Material for the task:
------------------------------------
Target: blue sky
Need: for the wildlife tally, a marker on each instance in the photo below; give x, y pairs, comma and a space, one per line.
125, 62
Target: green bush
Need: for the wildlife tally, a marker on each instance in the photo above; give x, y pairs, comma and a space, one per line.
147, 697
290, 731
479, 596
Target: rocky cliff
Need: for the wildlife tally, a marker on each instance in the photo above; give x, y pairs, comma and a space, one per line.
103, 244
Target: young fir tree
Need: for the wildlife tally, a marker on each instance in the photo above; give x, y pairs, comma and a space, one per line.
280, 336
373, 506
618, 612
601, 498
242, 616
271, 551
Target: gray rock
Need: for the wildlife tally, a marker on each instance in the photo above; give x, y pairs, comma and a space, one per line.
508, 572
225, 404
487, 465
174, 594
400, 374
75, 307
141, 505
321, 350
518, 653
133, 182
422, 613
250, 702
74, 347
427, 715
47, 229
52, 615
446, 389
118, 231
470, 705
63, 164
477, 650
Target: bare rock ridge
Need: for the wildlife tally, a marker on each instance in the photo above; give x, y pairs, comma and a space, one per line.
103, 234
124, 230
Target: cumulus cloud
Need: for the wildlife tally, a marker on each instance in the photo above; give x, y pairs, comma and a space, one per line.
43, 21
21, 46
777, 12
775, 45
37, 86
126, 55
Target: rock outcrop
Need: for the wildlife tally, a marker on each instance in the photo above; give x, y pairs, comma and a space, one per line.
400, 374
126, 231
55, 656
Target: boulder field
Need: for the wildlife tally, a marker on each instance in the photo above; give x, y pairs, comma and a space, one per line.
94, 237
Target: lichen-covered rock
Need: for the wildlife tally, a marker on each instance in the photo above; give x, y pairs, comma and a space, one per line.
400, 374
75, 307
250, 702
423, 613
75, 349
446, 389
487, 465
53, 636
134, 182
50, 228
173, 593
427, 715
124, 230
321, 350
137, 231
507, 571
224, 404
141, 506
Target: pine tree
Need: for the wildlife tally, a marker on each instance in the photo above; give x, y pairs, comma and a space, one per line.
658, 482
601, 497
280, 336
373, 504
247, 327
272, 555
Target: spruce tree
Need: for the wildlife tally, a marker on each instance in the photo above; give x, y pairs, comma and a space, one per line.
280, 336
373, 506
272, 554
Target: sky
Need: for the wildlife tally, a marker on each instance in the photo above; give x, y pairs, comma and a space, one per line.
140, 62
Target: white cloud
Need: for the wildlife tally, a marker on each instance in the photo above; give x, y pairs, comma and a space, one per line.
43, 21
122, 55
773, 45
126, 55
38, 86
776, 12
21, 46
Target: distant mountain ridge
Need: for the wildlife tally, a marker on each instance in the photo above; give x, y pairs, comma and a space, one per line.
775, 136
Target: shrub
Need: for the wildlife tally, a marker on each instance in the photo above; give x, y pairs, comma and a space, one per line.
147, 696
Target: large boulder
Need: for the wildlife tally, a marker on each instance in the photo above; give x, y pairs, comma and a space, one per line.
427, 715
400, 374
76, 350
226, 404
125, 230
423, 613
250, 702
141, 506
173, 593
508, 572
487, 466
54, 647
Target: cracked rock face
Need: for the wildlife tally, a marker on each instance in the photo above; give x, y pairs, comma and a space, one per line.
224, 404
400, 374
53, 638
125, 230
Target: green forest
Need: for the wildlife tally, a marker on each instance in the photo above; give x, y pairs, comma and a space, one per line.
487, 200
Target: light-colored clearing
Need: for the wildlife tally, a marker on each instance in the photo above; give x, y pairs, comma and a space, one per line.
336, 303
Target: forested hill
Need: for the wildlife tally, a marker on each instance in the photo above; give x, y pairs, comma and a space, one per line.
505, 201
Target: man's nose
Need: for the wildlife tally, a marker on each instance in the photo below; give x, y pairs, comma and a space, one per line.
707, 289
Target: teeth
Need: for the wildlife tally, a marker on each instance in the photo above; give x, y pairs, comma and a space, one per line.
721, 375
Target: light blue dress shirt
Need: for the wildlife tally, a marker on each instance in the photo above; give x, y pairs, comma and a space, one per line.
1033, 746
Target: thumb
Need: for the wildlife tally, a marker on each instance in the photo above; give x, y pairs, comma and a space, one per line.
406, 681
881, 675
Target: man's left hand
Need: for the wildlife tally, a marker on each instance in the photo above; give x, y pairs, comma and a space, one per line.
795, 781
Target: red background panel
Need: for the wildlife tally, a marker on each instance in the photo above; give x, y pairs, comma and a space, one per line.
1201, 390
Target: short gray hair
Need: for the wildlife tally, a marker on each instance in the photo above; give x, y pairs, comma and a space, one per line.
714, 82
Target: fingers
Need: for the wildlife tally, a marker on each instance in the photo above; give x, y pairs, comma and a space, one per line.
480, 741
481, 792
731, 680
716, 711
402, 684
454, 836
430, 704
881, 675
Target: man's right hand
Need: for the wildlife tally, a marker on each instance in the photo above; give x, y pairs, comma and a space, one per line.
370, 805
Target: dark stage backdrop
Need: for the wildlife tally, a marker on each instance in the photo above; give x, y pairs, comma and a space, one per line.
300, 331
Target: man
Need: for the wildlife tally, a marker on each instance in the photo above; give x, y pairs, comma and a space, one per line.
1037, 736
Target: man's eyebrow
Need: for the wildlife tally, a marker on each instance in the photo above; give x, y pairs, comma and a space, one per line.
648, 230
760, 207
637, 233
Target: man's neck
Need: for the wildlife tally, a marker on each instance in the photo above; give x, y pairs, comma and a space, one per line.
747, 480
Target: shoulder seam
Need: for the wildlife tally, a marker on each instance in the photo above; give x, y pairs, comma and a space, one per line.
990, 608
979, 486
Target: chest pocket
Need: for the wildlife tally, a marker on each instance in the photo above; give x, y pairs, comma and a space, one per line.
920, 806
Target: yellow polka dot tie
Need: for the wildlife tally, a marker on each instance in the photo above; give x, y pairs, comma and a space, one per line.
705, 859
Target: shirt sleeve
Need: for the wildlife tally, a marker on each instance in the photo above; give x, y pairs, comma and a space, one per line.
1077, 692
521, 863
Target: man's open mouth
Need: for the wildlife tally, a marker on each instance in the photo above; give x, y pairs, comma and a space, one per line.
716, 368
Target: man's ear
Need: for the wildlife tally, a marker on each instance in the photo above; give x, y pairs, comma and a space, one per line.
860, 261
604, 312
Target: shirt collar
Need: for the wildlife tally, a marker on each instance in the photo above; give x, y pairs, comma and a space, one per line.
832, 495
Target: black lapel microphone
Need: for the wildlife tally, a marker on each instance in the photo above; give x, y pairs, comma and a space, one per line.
------------------------------------
Exercise aim: Give the entries again in full, exactly as they are written.

Expected answer:
Target: blue sky
Need: for the wildlife tally, a marker on each instance in the photo below; give x, y pairs, comma and a space, one per line.
125, 62
Target: green bush
Need: for the wildlife tally, a marker on each instance in the photo above; give x, y pairs, comma and a space, one per line.
147, 697
290, 731
479, 596
Target: rocky cliff
Need: for the wildlife tally, a marker on each instance in the photo above; give x, y pairs, comma and a space, one per line.
103, 244
Target: young fir tree
Need: for the wildlife tally, a marker on each instance in the photo above; give x, y pairs, comma and a space, one per line.
280, 336
373, 506
618, 612
601, 498
242, 616
271, 551
Target: gray rock
Need: for the wildlife tally, a marker on each instance in the photo above; give x, y pairs, comma and a space, one per line.
508, 572
225, 404
487, 465
174, 594
400, 374
75, 307
141, 505
321, 350
518, 653
133, 182
422, 613
250, 702
74, 347
427, 715
47, 229
52, 615
446, 389
118, 231
470, 705
63, 164
477, 650
Target: bare rock ridge
Need: for the wildlife tally, a marker on each instance in the photo above; give x, y pairs, comma and a space, one per line.
103, 234
124, 230
Target: cumulus cloud
Need: for the wildlife tally, a marker on each instance in the photo above; give x, y pairs, comma and a space, one per line.
43, 21
21, 46
777, 12
775, 45
37, 86
126, 55
Target: rock outcrop
Need: for the wildlife tally, a marker on each instance in the photo above; give x, y pairs, comma and a space, one per line.
400, 374
126, 231
55, 656
Target: boulder field
Need: for the wildlife tally, a marker on each instance in the photo above; give x, y pairs, comma and a space, one per line.
94, 237
Target: lichen-covered rock
Need: for the wildlife tally, a marker on each instance in the photo above; give x, y pairs, comma and a space, one per line.
400, 374
75, 307
250, 702
423, 613
75, 349
446, 389
487, 465
53, 636
134, 182
50, 228
173, 593
427, 715
124, 230
321, 350
137, 231
507, 571
224, 404
141, 506
Target: pine tree
Need: for the wildlife tally, a marker on each instance in the photo above; give x, y pairs, comma and a space, one per line.
658, 482
601, 497
280, 336
373, 504
247, 327
272, 555
Target: spruce tree
Need: for the wildlife tally, a marker on each instance in the photo above; give x, y pairs, comma and a space, one per line.
280, 336
373, 506
272, 554
Target: sky
Need: for the wildlife tally, a marker on each instance in the photo above; give x, y pairs, comma and a space, one per line.
140, 62
Target: white cloud
Need: for the wildlife tally, a marker on each instance in the photo above; give x, y pairs, comma and a space, one per line.
43, 21
122, 55
773, 45
126, 55
38, 86
776, 12
21, 46
Target: distant mountain ridge
Need: for the wildlife tally, a marker on each instance in the photo above; give x, y pairs, comma and a space, one per line.
775, 136
Target: shrub
Need: for the wildlife tally, a marker on each instance in the photo above; give x, y pairs, comma and a space, one per line.
147, 696
Target: large boulder
Need: for the wildlife tally, a marker on each instance in the photo above; give x, y pairs, comma and a space, one per line.
427, 715
400, 374
76, 350
226, 404
125, 230
423, 613
250, 702
141, 506
173, 593
508, 572
487, 466
54, 647
Target: cracked rock face
Need: for the wildlife tally, a marker on each instance in the photo above; give x, y pairs, comma and a space, one per line.
224, 404
400, 374
53, 638
125, 230
Target: green forest
Need: for the wildlife tally, a marker on each instance in the photo above; give x, y pairs, comma and a space, one per line.
487, 200
Target: light-colored clearing
Need: for the wildlife tally, a marker on each instance in the photo above; give x, y pairs, comma and a space, one per line.
336, 303
Target: forested hill
Need: for the wildlife tally, a marker on each instance in the photo above; give x, y pairs, comma and a space, one per line.
505, 201
Target: man's nose
Need: for the wildlife tally, a marker on each instance in the photo below; give x, y pairs, comma and a space, one per line.
707, 289
Target: teeth
Need: for the wildlife tally, a marker on each instance in the photo above; give x, y pairs, comma and a space, one per line.
721, 375
Target: light blue dress shirt
Need: for the wildlife tally, a marker on each instance in the photo above; give x, y pairs, comma and a space, one per line.
1033, 746
Target: thumb
Need: for the wildlife tally, a marker on each instance in the photo above; give x, y pairs, comma and a space, one per line.
406, 681
881, 675
Target: man's left hand
Need: for the wildlife tally, a marker on each instance in the photo above; give x, y pairs, comma and a space, one per line.
795, 781
Target: red background panel
Need: for the wildlife tally, a marker on each instance in the photo above; give x, y pairs, comma and a space, one per line.
1201, 390
Target: short gray hair
Need: for the wildlife tally, a marker on each instance in the photo above; give x, y pairs, comma and a space, one per line.
714, 82
Target: fingers
Need: for the wildlife tally, a marker on each instance in the photo above; give x, y pairs, comma and a space, one per line.
480, 741
481, 792
731, 680
716, 711
402, 684
454, 836
430, 704
881, 675
Target: man's right hand
Need: for the wildlife tally, a marker on each instance in the photo above; give x, y pairs, comma and a space, one per line.
370, 805
Target: dark stage backdrop
Need: for the wildlife tally, a marker on each instance in the photo above; give x, y pairs, comma and a space, one per line.
300, 331
Target: man
Need: for the wildlife tally, a marker on each instance in the photo above; give x, y pairs, comma and a space, one per line.
1037, 736
Target: man's eyebrow
Need: for the wildlife tally, a marker on each instance in the photo above; give x, y pairs, comma and a space, one per line.
648, 230
760, 207
637, 233
Target: man's neck
Need: for the wildlife tally, a marker on each instance in the photo above; give x, y pairs, comma and a space, one per line.
747, 480
Target: shoulder seam
Need: for the wildlife tally, a marker on each instance in the photo above; give x, y pairs, comma and a space, one per line.
990, 608
979, 486
Target: chest pocket
Need: for the wildlife tally, a marker on each instance in the photo above; give x, y pairs, comma and a space, one per line.
920, 806
Target: yellow polka dot tie
Need: for the wildlife tally, a marker on each instance in the photo above; give x, y pairs, comma and a space, one per line.
705, 859
Target: shirt sleeve
Need: for the wildlife tally, a marker on each instance in the photo above; give x, y pairs, comma and a space, one per line.
1077, 692
521, 863
Target: man's open mouth
Need: for the wildlife tally, a marker on each instance in the photo above; give x, y pairs, comma and a space, one per line.
716, 368
Target: man's ear
Need: for the wildlife tally, a marker on each instance in the photo above; give x, y pairs, comma and a space, one per line.
860, 261
604, 312
Target: shirt collar
Need: for the wildlife tally, a marker on each instance in the photo above; give x, y pairs, comma and a space, one per line.
832, 495
Target: black lapel microphone
Need: for the wildlife tally, a marker on each instance in the photo above; give x, y pairs, comma and a space, one per line.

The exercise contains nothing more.